■ Aşağıdakileri tamamlayın
[1] B2B ve B2C konulu metinde "Bu durumada B2B" ifadesinden başlayıp "be kat fazladır..." ifadesine kadar uzanan bölümün tamamını hiçbir değişiklik yapmadan yazın.
[2] B2B ve B2C konulu metne göre aşağıdaki soruları yanıtlayın.
(a) B2B kısaltması hangi İngilizce kelime grubundan gelir?
(b) Bu iki kısaltmaya en çok nerelerde rastlanır?
(c) B2C iş alanında hedef kitle kimlerdir?

■ Verilen metin

◇ ◇ ◇ ◇ ◇ ◇ ◇

B2B / B2C
Bu iki kısaltmaya en çok pazarlama kampanyalarında, bloglarda, pazarlama sunumlarında ve konferanslarda rastlarız. Müşteri hizmetleri alanında bu iki iş alanı /iş kolu neredeyse birbirinden tamamen ayrılan çok farklı özelliklere sahiptir.
Önce gelin şu kısaltmaları bir boylu boyunca açalım:
B2B kısaltması İngilizce “Business to Business” kelime grubunun iş dünyasında sıkça kullanılan “kurumsal ilişki”yi adreslemektedir. Yani iki tüzel kişilik arasındaki ticari ilişkiyi tarif eder bu kısaltma.
B2C ise yine İngilizce “Business to Consumer” kelime grubunun kısaltması olup kurumların bireylerle -gerçek kişiler/tüketicilerle- olan ticari ilişkisini temsil etmektedir.
Örneklerle açıklamak gerekirse bir kurumun bayii’leri olan ticari kuruluşlarla olan ilişkisi B2B iş kolunu temsil ederken kurumun nihai tüketicileri ile olan ilişkisi B2C iş koluna iyi bir örnektir. Birisinde müşterisi bir tüzel kişilik iken diğerinde gerçek kişidir.
Bu durumada B2B iş alanında hedef kitle kurumlar, B2C iş alanında ise bireylerdir…Dolayısıyla birisinde müşteri sayısı diğerine göre kat be kat fazladır...
Öyleyse bu iki farklı müşteri kitlesinin satış sonrası hizmetleri, destek hizmetleri - ya da daha yaygın ifadeyle müşteri hizmetleri aynı biçimde mi uygulanır ve yönetilir?
Elbette ki hayır!

◇ ◇ ◇ ◇ ◇ ◇ ◇

■ Verilen bilgiler
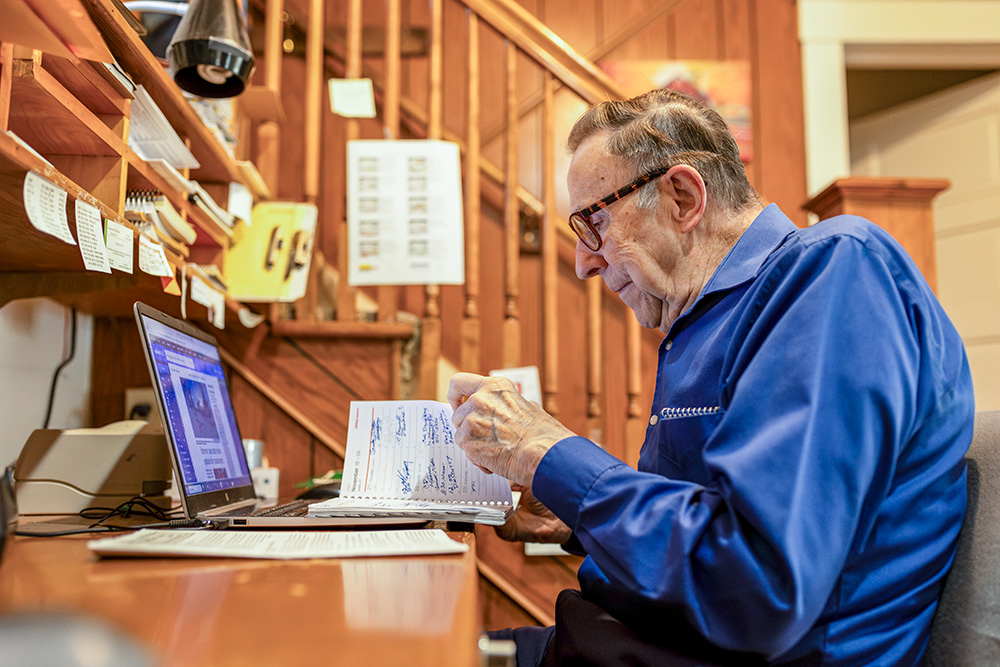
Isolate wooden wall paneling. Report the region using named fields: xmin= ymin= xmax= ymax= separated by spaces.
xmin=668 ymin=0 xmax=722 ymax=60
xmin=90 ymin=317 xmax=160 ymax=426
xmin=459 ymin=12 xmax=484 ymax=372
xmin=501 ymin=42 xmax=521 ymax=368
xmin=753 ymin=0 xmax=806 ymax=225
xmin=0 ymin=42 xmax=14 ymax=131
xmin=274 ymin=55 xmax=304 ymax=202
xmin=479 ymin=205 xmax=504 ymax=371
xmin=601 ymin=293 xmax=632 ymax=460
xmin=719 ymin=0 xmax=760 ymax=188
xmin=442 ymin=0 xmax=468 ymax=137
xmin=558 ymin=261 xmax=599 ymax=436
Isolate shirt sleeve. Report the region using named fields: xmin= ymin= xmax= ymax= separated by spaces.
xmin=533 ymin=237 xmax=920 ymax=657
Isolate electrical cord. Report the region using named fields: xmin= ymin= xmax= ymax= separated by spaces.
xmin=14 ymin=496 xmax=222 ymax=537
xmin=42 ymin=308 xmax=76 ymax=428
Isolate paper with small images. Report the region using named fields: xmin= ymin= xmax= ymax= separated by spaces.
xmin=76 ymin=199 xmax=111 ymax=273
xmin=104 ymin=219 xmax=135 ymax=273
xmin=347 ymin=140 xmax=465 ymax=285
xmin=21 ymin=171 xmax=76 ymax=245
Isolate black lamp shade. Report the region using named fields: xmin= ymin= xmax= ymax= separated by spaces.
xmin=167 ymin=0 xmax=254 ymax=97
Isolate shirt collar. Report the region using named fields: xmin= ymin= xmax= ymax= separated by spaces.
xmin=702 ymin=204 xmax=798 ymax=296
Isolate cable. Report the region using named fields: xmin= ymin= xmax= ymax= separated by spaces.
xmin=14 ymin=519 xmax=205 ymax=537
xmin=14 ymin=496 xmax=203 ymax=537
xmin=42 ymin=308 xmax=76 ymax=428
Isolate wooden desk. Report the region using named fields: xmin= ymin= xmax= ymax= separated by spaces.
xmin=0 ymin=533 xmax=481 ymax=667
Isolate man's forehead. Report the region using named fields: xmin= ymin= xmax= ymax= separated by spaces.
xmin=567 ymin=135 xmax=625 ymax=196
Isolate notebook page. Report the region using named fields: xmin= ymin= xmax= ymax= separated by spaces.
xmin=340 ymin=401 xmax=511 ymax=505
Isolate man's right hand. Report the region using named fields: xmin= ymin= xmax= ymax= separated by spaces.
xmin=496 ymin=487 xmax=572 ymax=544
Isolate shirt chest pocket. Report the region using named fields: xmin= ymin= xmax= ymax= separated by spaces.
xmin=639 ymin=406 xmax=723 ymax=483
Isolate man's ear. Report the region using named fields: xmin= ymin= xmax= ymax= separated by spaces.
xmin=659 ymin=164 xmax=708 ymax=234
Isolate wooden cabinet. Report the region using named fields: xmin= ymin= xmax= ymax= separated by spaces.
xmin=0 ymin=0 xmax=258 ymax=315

◇ ◇ ◇ ◇ ◇ ◇ ◇

■ Görev çözümleri
[1]
Bu durumada B2B iş alanında hedef kitle kurumlar, B2C iş alanında ise bireylerdir…Dolayısıyla birisinde müşteri sayısı diğerine göre kat be kat fazladır...

[2]
(a) "Business to Business" kelime grubundan gelir.
(b) Pazarlama kampanyalarında, bloglarda, pazarlama sunumlarında ve konferanslarda rastlanır.
(c) Hedef kitle bireylerdir.